--- Records for the task ---
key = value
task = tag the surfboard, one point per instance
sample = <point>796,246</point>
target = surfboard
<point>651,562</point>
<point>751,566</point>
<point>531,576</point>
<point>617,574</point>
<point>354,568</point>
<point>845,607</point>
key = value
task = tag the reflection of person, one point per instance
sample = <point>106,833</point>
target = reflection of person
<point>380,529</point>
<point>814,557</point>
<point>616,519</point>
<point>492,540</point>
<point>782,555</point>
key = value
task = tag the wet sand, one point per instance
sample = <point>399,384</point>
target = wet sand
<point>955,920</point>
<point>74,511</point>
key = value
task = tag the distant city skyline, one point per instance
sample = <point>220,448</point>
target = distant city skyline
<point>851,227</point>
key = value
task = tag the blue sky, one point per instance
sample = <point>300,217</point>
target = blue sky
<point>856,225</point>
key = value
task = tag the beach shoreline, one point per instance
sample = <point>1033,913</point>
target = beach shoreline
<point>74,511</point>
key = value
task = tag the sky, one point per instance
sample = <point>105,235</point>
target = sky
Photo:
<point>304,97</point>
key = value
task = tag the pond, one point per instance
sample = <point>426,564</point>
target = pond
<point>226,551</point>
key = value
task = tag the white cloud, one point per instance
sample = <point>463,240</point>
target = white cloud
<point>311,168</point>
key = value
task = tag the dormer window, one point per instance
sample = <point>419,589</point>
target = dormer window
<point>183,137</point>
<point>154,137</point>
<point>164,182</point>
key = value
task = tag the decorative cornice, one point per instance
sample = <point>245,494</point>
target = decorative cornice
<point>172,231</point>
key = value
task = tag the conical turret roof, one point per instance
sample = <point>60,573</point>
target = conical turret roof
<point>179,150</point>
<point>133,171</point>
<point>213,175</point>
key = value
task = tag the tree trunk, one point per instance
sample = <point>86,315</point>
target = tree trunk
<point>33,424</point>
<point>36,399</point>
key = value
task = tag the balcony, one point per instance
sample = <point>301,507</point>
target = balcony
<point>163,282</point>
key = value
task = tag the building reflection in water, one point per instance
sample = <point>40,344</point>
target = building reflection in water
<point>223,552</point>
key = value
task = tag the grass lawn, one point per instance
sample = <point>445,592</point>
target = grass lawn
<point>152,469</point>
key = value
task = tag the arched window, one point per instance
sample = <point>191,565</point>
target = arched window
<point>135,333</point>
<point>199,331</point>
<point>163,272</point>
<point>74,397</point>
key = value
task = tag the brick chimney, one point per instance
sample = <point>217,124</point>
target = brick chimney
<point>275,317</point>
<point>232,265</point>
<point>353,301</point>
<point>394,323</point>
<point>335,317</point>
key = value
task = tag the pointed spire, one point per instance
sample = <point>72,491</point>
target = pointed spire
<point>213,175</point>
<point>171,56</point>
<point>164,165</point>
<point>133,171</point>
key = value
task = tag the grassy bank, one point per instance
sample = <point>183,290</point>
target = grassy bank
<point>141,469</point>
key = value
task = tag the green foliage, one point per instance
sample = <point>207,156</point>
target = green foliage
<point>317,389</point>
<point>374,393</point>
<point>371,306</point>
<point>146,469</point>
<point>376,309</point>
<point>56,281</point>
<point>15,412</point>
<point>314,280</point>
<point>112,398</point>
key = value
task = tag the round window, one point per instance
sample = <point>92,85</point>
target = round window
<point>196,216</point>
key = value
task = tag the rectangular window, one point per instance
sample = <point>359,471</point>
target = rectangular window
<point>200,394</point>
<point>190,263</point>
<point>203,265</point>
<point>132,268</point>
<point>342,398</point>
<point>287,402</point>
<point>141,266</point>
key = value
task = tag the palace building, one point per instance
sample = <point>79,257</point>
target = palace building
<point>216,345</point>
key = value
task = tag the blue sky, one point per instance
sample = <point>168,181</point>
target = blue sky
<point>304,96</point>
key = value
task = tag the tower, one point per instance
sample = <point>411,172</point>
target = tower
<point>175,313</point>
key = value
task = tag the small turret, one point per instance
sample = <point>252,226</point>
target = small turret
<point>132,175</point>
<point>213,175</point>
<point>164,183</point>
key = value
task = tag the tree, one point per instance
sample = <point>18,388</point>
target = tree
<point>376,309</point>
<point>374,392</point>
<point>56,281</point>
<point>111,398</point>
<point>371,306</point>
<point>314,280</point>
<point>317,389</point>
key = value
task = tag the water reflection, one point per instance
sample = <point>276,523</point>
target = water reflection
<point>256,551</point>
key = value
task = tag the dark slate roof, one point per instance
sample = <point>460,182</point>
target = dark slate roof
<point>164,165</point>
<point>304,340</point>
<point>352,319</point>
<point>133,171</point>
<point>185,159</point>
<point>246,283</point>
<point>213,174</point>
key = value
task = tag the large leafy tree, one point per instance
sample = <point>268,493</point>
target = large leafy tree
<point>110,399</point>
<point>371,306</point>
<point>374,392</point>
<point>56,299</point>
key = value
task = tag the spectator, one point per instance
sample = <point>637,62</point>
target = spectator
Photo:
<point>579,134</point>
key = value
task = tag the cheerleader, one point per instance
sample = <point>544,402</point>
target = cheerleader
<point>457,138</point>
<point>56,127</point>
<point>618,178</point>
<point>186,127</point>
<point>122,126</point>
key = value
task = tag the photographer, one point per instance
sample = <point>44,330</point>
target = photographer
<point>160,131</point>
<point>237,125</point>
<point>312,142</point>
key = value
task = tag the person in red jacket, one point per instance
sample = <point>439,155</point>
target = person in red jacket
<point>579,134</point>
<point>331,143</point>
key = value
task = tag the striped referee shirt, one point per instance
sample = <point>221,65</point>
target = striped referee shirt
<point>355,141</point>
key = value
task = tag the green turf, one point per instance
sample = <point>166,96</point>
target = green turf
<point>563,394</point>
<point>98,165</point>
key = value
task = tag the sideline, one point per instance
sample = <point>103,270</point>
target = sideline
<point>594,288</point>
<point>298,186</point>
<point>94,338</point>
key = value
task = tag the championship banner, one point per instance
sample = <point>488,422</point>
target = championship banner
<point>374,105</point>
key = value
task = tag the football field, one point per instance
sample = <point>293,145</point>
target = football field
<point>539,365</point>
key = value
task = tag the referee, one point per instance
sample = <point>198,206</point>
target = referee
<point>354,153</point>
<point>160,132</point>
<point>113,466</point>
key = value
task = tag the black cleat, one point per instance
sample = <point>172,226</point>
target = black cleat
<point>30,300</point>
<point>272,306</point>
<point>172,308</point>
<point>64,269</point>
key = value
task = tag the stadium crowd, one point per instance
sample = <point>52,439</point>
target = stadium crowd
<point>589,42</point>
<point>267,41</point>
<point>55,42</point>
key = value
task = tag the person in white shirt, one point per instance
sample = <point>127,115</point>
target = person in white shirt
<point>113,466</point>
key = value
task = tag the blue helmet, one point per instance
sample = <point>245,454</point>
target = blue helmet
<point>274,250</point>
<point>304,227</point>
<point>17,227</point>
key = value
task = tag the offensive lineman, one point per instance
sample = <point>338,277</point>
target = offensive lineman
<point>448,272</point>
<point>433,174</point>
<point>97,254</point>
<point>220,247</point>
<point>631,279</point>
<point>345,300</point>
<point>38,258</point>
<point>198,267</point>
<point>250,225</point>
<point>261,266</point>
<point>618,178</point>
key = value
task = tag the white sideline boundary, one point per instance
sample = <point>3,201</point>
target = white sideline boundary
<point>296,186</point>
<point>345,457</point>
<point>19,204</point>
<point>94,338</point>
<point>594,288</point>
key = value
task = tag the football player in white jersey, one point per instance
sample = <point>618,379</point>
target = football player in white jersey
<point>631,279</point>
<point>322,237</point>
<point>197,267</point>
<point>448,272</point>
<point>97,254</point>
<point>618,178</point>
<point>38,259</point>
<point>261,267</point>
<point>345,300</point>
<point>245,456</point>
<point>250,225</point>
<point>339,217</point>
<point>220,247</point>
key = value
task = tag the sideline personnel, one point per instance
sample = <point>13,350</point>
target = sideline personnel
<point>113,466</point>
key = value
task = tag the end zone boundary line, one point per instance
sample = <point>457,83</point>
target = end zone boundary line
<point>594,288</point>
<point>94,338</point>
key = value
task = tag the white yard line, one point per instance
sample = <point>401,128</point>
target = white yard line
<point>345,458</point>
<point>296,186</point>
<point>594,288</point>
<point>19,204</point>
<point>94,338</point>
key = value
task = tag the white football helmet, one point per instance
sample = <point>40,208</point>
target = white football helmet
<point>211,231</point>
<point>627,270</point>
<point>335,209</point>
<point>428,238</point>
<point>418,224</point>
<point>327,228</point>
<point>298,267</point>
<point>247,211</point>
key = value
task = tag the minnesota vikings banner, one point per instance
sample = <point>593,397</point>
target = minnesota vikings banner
---
» Task statement: Please copy the records from their start through the line holding "<point>311,168</point>", both ends included, and keep every line, requests too. Scale each coordinate in the answer points by 2.05 and round to whole numbers with halves rounded up, leaving the sample points in the requests unchanged.

» Exercise response:
key = value
task = tag the surfboard, one point per instance
sample = <point>796,246</point>
target = surfboard
<point>1335,1152</point>
<point>1540,1160</point>
<point>1089,1181</point>
<point>1265,1177</point>
<point>726,1164</point>
<point>1732,1244</point>
key = value
task = tag the reflection of person, one point per instance
sample = <point>106,833</point>
target = reflection of person
<point>779,1084</point>
<point>1669,1142</point>
<point>1263,1064</point>
<point>1009,1107</point>
<point>1603,1138</point>
key = value
task = tag the wet sand, one point per instance
sample = <point>399,384</point>
target = wet sand
<point>1958,1886</point>
<point>152,1048</point>
key = value
task = tag the distant city skyline, one point per instance
sample = <point>220,448</point>
target = distant city skyline
<point>1745,465</point>
key = value
task = tag the blue sky, one point per instance
sample = <point>300,217</point>
target = blue sky
<point>1755,461</point>
key = value
task = tag the beach shoreline, one point per instance
sample = <point>1033,913</point>
target = beach shoreline
<point>152,1048</point>
key = value
task = tag the sky, one point per instance
sample = <point>105,235</point>
target = sky
Photo:
<point>623,199</point>
key = value
task = tag the pond, one point per instance
sample = <point>426,564</point>
target = pond
<point>463,1130</point>
key = value
task = tag the white cloud, one point per instance
sample = <point>463,240</point>
target = white cloud
<point>638,344</point>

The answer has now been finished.